Task brief: Below are the records; restate word for word the lines from the first through the one containing "of the plastic", and only those.

=======

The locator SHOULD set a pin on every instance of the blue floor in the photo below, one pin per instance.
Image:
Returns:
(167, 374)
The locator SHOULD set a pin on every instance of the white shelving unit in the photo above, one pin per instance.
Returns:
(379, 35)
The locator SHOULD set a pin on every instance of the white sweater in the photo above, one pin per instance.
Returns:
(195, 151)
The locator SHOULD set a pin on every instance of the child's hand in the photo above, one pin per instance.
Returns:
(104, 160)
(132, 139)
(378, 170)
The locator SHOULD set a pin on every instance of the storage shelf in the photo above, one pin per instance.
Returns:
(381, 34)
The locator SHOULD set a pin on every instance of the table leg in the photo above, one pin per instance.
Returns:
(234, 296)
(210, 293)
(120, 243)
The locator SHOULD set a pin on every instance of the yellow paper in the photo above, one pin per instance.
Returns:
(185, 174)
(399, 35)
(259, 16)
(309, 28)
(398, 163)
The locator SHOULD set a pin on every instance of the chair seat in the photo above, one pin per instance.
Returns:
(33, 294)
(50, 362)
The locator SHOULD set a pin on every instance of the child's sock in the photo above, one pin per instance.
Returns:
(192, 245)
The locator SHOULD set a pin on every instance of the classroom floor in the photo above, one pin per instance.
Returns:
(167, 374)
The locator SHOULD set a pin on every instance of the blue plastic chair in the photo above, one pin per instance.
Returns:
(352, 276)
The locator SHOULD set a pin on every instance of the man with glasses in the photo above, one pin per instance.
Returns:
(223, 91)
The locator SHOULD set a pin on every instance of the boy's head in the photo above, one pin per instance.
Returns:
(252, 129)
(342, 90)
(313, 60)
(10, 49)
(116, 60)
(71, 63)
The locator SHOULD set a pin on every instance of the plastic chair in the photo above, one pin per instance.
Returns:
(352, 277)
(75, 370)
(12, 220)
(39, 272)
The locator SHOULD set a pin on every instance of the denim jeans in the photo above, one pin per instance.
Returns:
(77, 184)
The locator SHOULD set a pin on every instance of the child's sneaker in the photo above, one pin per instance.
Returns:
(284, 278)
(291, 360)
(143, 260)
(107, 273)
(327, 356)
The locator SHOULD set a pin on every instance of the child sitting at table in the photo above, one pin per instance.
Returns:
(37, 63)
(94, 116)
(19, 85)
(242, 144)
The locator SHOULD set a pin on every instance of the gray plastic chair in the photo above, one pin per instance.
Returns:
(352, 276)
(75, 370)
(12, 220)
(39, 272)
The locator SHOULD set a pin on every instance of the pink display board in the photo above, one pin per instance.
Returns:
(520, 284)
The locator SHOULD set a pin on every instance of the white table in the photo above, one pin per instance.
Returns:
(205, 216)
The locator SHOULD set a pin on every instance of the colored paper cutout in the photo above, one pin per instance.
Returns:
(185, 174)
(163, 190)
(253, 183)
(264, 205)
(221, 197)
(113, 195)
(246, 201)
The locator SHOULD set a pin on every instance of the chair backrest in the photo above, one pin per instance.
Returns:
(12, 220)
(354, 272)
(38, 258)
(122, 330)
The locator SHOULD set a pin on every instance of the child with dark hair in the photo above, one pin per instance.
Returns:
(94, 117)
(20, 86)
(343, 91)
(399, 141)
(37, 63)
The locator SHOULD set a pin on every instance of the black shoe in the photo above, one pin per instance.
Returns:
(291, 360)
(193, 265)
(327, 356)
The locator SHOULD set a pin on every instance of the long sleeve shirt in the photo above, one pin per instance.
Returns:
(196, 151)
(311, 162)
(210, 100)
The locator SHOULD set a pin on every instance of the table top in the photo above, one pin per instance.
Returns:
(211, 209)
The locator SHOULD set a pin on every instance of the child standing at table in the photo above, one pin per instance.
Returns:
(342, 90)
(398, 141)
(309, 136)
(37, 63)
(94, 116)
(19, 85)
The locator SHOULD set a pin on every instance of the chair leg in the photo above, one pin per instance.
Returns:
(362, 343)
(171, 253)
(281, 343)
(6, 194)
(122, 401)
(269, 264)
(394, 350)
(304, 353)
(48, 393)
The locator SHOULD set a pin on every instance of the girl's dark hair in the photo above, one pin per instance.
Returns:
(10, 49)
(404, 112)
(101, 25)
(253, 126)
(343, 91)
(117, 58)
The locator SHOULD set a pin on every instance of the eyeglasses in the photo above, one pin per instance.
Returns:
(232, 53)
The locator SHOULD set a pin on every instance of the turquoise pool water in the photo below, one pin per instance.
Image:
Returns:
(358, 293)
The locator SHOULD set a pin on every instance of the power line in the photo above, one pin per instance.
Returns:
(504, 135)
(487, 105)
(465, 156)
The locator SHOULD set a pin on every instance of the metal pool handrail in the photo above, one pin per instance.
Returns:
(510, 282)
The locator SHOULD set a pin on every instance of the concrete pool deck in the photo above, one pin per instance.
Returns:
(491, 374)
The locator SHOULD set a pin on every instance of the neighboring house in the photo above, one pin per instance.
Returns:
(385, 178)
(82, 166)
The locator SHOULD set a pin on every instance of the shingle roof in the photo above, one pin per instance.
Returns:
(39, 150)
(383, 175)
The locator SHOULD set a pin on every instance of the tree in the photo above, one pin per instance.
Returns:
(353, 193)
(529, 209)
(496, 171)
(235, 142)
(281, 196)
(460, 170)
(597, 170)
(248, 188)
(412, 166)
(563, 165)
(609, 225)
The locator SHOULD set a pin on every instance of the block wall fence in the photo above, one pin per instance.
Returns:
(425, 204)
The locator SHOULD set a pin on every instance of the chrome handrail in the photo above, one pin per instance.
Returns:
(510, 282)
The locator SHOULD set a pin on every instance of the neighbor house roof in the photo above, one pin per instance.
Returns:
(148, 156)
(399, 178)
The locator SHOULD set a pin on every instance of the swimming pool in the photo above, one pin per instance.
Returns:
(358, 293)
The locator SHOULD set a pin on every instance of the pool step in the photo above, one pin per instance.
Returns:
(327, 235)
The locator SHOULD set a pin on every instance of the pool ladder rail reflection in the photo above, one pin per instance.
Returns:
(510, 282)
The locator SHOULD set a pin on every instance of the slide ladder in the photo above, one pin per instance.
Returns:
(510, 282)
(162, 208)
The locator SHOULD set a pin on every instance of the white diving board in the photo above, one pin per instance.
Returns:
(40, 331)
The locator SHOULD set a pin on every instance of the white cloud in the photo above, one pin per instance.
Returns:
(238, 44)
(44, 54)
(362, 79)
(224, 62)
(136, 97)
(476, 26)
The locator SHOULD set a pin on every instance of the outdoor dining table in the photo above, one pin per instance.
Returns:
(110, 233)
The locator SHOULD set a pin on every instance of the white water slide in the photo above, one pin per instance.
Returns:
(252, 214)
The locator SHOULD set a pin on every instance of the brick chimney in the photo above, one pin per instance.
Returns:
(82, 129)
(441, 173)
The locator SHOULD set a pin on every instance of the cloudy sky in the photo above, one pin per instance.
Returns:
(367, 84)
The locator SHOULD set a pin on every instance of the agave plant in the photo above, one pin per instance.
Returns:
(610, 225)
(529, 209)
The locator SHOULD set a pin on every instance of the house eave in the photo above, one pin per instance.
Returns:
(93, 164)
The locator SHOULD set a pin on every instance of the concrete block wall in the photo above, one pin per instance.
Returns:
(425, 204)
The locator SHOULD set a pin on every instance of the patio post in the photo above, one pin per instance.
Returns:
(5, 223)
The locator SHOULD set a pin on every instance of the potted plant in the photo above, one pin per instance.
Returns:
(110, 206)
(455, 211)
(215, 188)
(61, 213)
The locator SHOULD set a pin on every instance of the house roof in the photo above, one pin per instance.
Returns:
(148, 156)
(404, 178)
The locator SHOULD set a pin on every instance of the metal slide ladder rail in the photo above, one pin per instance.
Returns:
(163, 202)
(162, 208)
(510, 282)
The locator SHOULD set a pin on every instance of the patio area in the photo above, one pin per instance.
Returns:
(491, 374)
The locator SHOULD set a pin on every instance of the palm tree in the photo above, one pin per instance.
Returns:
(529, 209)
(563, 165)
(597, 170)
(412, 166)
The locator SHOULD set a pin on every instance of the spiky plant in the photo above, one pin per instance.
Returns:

=======

Expected answer:
The locator SHOULD set a pin on every instance of the blue floor in the photo below, one pin per instance.
Image:
Returns:
(167, 374)
The locator SHOULD set a pin on every instance of the white shelving unit in the photo above, one pin per instance.
Returns:
(379, 35)
The locator SHOULD set a pin on every instance of the white sweater in the photo above, one pin per instance.
Returns:
(195, 151)
The locator SHOULD set a pin on every instance of the child's hand in the photo above, one pin per instance.
Returns:
(104, 160)
(132, 139)
(378, 170)
The locator SHOULD set a pin on every instance of the storage shelf in the photo above, one pin per instance.
Returns:
(381, 34)
The locator SHOULD set a pin on every instance of the table leg in the photo above, one pin per instance.
Returns:
(234, 296)
(210, 293)
(120, 243)
The locator SHOULD set a pin on every instance of the yellow paper in the photo above, one pin per instance.
Returns:
(185, 174)
(399, 35)
(259, 16)
(309, 28)
(398, 163)
The locator SHOULD set a pin on every instance of the chair seat in the photo above, one pin per instance.
Returns:
(33, 294)
(50, 362)
The locator SHOULD set a pin on every instance of the child's sock in the photo above, one pin per instance.
Returns:
(192, 245)
The locator SHOULD set a pin on every instance of the classroom floor in the photo above, one pin per instance.
Returns:
(167, 374)
The locator SHOULD set a pin on every instance of the blue plastic chair in the photo above, one pin per instance.
Returns:
(352, 276)
The locator SHOULD set a pin on every instance of the man with glasses in the photo above, one pin per instance.
Returns:
(223, 91)
The locator SHOULD set a pin on every instance of the boy's head in the photo above, one pin per instance.
Returns:
(252, 129)
(342, 90)
(313, 60)
(10, 49)
(116, 60)
(71, 63)
The locator SHOULD set a pin on every instance of the plastic chair in the photo above, one pin per instance.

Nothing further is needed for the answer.